- **READING PASSAGE**

6 Evolutionary Dynamics

6.1 Mechanisms of Inheritance

Unlike biological systems, synthetic species exhibit multiple inheritance mechanisms operating simultaneously:

Figure 10: Modes of Inheritance in Transformata. Four distinct mechanisms by which traits propagate across model lineages.

6.1.1 Vertical Inheritance (Fine-Tuning)

Direct descent: a child model inherits all parameters from a parent, with subsequent modification through additional training. Analogous to biological reproduction with mutation.

6.1.2 Horizontal Transfer (Architecture Borrowing)

A model adopts architectural innovations (attention patterns, positional encodings, normalization schemes) from an unrelated lineage without inheriting weights. Analogous to horizontal gene transfer in prokaryotes.

6.1.3 Hybridization (Model Merging)

Weights from two or more parent models are combined, typically through averaging or more sophisticated interpolation. Produces offspring carrying traits from multiple lineages. Increasingly common in open-source ecosystems.

- **QUESTIONS ON THE MATERIAL**
1 - In the passage on inheritance mechanisms, switch "child model" to "descendant model" and write out the part that opens with the words containing "6.1.1 Vertical Inheritance" and closes with "Transfer (Architecture Borrowing)".
2 - Render this sentence from the passage on inheritance mechanisms in French: "Weights from two or more parent models are combined, typically through averaging or more sophisticated interpolation."
The rows that follow are not required for any of this work.

- **DATA SECTION**
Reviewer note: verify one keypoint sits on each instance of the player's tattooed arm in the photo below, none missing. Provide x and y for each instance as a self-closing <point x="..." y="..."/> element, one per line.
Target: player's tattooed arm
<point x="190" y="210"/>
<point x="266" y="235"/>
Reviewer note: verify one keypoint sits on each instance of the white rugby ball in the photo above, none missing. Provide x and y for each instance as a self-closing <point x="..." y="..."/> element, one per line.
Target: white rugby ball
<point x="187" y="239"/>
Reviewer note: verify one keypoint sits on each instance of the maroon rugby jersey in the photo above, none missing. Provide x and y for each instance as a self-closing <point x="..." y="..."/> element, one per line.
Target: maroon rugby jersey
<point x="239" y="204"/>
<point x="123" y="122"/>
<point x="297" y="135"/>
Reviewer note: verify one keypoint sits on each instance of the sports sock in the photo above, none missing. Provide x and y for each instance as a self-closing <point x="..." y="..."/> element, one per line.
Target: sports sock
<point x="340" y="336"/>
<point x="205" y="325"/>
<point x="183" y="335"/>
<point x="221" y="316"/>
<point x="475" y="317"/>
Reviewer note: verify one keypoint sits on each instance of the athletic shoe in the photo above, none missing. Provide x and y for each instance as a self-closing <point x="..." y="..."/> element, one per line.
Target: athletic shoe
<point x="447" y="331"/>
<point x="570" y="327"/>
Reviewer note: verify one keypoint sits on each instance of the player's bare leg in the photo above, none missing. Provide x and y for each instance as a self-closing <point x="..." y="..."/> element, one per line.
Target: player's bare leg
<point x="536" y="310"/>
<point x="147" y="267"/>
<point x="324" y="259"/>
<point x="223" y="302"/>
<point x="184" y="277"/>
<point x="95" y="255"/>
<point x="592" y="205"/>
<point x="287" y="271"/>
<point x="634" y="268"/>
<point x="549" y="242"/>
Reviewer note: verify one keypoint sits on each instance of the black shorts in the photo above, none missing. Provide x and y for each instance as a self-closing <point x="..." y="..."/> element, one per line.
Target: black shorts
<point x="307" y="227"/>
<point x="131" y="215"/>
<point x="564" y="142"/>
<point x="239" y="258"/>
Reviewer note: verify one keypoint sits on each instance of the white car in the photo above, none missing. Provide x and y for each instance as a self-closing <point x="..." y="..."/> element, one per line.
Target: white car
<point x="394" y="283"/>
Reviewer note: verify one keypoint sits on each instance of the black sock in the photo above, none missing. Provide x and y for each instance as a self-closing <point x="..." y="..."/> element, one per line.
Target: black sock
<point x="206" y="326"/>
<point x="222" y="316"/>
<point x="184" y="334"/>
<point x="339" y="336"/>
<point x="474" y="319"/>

---

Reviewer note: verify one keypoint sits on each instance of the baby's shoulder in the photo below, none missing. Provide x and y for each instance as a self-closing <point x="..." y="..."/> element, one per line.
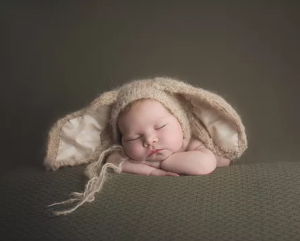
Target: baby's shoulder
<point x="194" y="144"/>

==

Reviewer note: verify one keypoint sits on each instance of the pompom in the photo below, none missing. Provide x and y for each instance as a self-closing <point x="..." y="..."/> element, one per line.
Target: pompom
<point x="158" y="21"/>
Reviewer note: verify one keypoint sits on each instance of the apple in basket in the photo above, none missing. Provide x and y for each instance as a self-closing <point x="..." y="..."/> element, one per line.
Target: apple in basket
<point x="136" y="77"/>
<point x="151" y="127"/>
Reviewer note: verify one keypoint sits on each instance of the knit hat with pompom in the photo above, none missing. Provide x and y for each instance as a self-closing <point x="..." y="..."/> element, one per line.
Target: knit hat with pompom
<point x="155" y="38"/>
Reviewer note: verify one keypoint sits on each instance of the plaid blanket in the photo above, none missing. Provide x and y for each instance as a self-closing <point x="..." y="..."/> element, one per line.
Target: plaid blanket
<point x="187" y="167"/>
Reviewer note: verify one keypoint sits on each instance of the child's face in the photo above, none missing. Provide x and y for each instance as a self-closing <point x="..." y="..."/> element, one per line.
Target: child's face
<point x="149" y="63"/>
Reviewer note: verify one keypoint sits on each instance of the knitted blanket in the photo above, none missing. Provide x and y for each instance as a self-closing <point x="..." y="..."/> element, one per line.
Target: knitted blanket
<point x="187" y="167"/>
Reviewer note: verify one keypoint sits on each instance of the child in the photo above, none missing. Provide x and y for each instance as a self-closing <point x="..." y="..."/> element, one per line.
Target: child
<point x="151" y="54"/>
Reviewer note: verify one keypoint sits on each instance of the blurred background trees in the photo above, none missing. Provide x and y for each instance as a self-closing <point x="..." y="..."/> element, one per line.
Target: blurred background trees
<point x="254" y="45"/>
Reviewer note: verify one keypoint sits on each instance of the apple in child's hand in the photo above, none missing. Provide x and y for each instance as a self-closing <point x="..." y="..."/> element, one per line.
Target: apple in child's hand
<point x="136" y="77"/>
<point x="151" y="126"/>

- **SOLVED TASKS**
1 -
6.1.1 Vertical Inheritance (Fine-Tuning)

Direct descent: a descendant model inherits all parameters from a parent, with subsequent modification through additional training. Analogous to biological reproduction with mutation.

6.1.2 Horizontal Transfer (Architecture Borrowing)

2 - Les poids de deux modèles parents ou plus sont combinés, généralement par moyennage ou par une interpolation plus sophistiquée.